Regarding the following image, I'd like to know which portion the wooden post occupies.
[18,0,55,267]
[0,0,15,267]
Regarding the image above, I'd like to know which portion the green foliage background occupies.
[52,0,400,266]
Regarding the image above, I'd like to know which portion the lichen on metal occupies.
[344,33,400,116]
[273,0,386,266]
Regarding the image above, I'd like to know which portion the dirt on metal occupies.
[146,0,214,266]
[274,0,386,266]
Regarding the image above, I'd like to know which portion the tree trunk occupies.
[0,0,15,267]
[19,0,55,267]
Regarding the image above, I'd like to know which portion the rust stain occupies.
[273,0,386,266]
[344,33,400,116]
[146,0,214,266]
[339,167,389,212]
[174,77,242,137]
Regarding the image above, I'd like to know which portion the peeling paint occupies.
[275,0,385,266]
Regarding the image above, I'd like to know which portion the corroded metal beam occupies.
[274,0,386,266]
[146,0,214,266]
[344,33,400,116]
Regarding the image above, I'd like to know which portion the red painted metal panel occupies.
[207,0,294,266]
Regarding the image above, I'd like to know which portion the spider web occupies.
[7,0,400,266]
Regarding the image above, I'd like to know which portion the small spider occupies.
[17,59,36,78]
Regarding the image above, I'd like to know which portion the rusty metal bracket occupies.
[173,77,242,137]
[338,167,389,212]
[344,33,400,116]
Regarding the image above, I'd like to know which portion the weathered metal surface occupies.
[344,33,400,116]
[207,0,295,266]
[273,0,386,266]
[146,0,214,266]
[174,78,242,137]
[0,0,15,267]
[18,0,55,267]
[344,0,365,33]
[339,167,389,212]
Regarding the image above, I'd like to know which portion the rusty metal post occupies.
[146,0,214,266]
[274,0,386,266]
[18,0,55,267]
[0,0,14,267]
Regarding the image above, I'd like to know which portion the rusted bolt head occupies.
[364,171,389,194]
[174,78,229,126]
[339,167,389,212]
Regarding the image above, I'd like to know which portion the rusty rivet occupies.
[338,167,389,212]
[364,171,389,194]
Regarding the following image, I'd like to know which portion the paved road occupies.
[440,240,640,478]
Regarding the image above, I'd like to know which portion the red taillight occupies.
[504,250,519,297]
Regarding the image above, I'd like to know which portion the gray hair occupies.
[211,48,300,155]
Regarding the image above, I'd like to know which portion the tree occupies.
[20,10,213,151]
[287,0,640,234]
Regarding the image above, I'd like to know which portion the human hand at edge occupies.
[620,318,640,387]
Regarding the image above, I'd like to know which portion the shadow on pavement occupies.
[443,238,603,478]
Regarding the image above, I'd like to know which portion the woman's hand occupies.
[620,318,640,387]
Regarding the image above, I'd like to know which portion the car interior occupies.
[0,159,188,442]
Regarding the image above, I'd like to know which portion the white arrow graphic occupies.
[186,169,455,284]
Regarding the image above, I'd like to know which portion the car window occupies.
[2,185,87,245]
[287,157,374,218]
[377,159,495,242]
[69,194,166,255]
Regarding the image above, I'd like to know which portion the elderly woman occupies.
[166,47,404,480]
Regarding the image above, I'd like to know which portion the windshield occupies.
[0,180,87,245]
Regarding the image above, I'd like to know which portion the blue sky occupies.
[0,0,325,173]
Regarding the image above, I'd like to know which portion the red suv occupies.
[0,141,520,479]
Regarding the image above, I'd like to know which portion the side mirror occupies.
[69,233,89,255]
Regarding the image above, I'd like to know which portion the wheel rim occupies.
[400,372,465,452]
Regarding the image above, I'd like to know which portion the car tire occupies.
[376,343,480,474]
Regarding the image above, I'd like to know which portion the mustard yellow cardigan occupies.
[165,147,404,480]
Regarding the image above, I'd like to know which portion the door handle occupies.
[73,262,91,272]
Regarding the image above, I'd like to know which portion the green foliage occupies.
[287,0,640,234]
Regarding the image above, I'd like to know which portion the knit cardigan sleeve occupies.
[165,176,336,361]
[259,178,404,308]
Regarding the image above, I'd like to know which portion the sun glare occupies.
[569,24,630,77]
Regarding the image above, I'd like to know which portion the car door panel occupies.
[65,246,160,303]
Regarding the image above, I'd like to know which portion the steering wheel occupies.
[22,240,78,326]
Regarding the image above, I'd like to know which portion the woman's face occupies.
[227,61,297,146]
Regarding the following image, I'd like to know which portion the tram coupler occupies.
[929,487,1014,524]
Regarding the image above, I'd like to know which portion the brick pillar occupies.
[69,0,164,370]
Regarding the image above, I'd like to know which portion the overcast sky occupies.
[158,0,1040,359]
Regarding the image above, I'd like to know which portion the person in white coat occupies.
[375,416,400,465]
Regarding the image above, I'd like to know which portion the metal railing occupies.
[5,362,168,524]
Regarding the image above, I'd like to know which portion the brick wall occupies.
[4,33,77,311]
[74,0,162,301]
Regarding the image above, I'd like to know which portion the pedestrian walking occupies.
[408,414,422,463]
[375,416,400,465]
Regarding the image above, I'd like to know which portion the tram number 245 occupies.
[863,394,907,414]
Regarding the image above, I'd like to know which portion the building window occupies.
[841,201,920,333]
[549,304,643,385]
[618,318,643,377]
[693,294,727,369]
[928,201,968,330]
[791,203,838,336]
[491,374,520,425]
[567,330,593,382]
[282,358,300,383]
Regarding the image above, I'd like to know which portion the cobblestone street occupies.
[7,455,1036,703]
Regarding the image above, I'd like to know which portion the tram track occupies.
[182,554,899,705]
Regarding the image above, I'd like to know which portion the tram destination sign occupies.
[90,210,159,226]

What to work on:
Put every line of the records above into a Markdown table with two columns, No. for the row number and Line for the line itself, and leave out any blank lines.

Answer below:
| No. | Line |
|---|---|
| 1 | Regarding the following image, I'd like to know which portion the wooden post occupies. |
| 2 | [18,0,55,267] |
| 3 | [0,0,15,267] |
| 4 | Regarding the image above, I'd like to know which portion the green foliage background occupies. |
| 5 | [52,0,400,266] |
| 6 | Regarding the image above, I'd like to know which portion the lichen on metal occupies. |
| 7 | [344,33,400,116] |
| 8 | [273,0,386,266] |
| 9 | Regarding the image above, I'd like to know which portion the dirt on metal occupies. |
| 10 | [146,0,214,266] |
| 11 | [274,0,386,266] |
| 12 | Regarding the image above, I'd like to know which portion the tree trunk occupies. |
| 13 | [0,0,15,267] |
| 14 | [19,0,55,267] |
| 15 | Regarding the image above, I'd like to know which portion the rust stain occupies. |
| 16 | [273,0,386,266] |
| 17 | [344,33,400,116] |
| 18 | [146,0,214,266] |
| 19 | [339,167,389,212] |
| 20 | [174,77,242,137] |
| 21 | Regarding the image above, I'd like to know which portion the peeling paint occupies. |
| 22 | [275,0,385,266] |
| 23 | Regarding the image above, I'd like to know which portion the corroded metal beam occupies. |
| 24 | [274,0,386,266] |
| 25 | [146,0,214,266] |
| 26 | [344,33,400,116] |
| 27 | Regarding the image above, I'd like to know which portion the red painted metal panel occupies. |
| 28 | [207,0,294,266] |
| 29 | Regarding the image above, I'd like to know which portion the spider web occupies. |
| 30 | [7,0,400,266] |
| 31 | Regarding the image above, I'd like to know which portion the small spider occupies. |
| 32 | [17,59,36,78] |
| 33 | Regarding the image above, I'd like to know which portion the rusty metal bracket occupies. |
| 34 | [173,77,242,137] |
| 35 | [338,167,389,212] |
| 36 | [344,33,400,116] |
| 37 | Regarding the image above, I'd like to know which portion the weathered metal surface occupies. |
| 38 | [344,33,400,116] |
| 39 | [207,0,295,266] |
| 40 | [273,0,386,266] |
| 41 | [146,0,214,266] |
| 42 | [174,78,242,137] |
| 43 | [0,0,15,267] |
| 44 | [18,0,55,267] |
| 45 | [344,0,365,33] |
| 46 | [339,167,389,212] |
| 47 | Regarding the image above, I'd like to know which portion the rusty metal post occupies. |
| 48 | [146,0,214,266] |
| 49 | [274,0,386,266] |
| 50 | [18,0,55,267] |
| 51 | [0,0,14,267] |
| 52 | Regarding the image above, I'd like to know which portion the rusted bolt head occupies. |
| 53 | [364,171,389,194] |
| 54 | [174,78,229,126] |
| 55 | [339,167,389,212] |
| 56 | Regarding the image above, I'd like to know which portion the rusty rivet occupies. |
| 57 | [338,167,389,212] |
| 58 | [364,171,389,194] |
| 59 | Regarding the following image, I'd like to know which portion the paved road occupies. |
| 60 | [440,240,640,478] |
| 61 | Regarding the image above, I'd like to know which portion the red taillight occupies. |
| 62 | [504,250,519,297] |
| 63 | Regarding the image above, I'd like to know which portion the gray hair occupies. |
| 64 | [211,48,300,155] |
| 65 | Regarding the image above, I'd like to know which portion the tree occupies. |
| 66 | [20,10,213,151] |
| 67 | [287,0,640,234] |
| 68 | Regarding the image above, I'd like to know which portion the human hand at edge occupies. |
| 69 | [620,318,640,387] |
| 70 | Regarding the image above, I'd like to know which portion the shadow on pavement occupies. |
| 71 | [443,238,603,478] |
| 72 | Regarding the image above, I'd like to know which portion the woman's hand occupies. |
| 73 | [620,318,640,387] |
| 74 | Regarding the image above, I'd like to know which portion the car interior occupies. |
| 75 | [0,159,188,442] |
| 76 | Regarding the image above, I'd like to know which portion the white arrow graphic occupies. |
| 77 | [186,169,455,284] |
| 78 | Regarding the image above, I'd like to know which portion the car window occupies. |
| 79 | [2,185,87,245] |
| 80 | [287,157,374,218] |
| 81 | [377,159,495,242] |
| 82 | [69,194,166,255] |
| 83 | Regarding the image above, I'd like to know which portion the elderly woman occupies. |
| 84 | [166,47,404,480] |
| 85 | Regarding the image above, I'd like to know which portion the windshield occupies. |
| 86 | [0,180,87,245] |
| 87 | Regarding the image above, I'd like to know which portion the blue sky occupies. |
| 88 | [0,0,325,173] |
| 89 | Regarding the image above, I'd like to know which portion the red suv occupies. |
| 90 | [0,141,520,479] |
| 91 | Regarding the image above, I'd like to know which portion the side mirror occupies. |
| 92 | [69,233,89,255] |
| 93 | Regarding the image above, I'd like to know which portion the wheel rim occupies. |
| 94 | [400,372,465,452] |
| 95 | Regarding the image above, I'd like to know which portion the car tire occupies. |
| 96 | [376,343,480,474] |
| 97 | Regarding the image above, I'd like to know which portion the mustard yellow cardigan occupies. |
| 98 | [165,147,404,480] |
| 99 | Regarding the image above, I'd like to know which portion the door handle occupies. |
| 100 | [73,262,91,272] |
| 101 | Regarding the image above, I'd like to know which portion the green foliage occupies. |
| 102 | [287,0,640,234] |
| 103 | Regarding the image above, I'd like to know which portion the knit cardigan sleeve occupies. |
| 104 | [165,176,336,361] |
| 105 | [259,178,404,308] |
| 106 | Regarding the image above, I'd like to know which portion the sun glare occupies. |
| 107 | [569,24,630,77] |
| 108 | Regarding the image above, I'd like to know which portion the car door panel occupies. |
| 109 | [65,246,160,303] |
| 110 | Regarding the image above, I'd like to know which portion the steering wheel occupies. |
| 111 | [22,240,78,326] |
| 112 | Regarding the image above, I'd like to know which portion the woman's face occupies. |
| 113 | [227,61,297,146] |
| 114 | Regarding the following image, I'd like to know which portion the tram coupler occupies. |
| 115 | [929,487,1014,524] |
| 116 | Regarding the image above, I'd like to know which portion the brick pillar occupies. |
| 117 | [69,0,164,370] |
| 118 | Regarding the image above, I'd like to know which portion the overcast sky occupies. |
| 119 | [158,0,1040,359] |
| 120 | Regarding the image above, I'd like to know which portion the person in white coat occupies. |
| 121 | [375,416,400,465] |
| 122 | Regarding the image above, I'd like to know which portion the metal railing occupies. |
| 123 | [5,362,168,524] |
| 124 | Regarding the image above, I'd like to know which portion the brick wall occupies. |
| 125 | [4,33,77,311] |
| 126 | [74,0,162,301] |
| 127 | Regarding the image above, I'd like to know which portion the pedestrian walking occupies. |
| 128 | [408,414,422,463] |
| 129 | [375,416,400,465] |
| 130 | Regarding the image above, I'd like to know which portion the tram number 245 occupies. |
| 131 | [863,394,907,414] |
| 132 | Regarding the image above, I'd like to know which portion the building window occupies. |
| 133 | [841,201,920,333] |
| 134 | [549,304,643,385] |
| 135 | [618,318,643,377] |
| 136 | [693,294,727,369] |
| 137 | [928,201,968,330] |
| 138 | [791,203,838,336] |
| 139 | [491,374,520,425] |
| 140 | [567,330,593,382] |
| 141 | [282,358,300,383] |
| 142 | Regarding the image above, I'd like to know which portion the cobblestone street occupies. |
| 143 | [7,455,1036,703] |
| 144 | Regarding the image above, I'd like to know which portion the tram track occupies. |
| 145 | [182,554,899,705] |
| 146 | Regarding the image above, I'd like to know which portion the tram destination sign occupies. |
| 147 | [90,210,159,226] |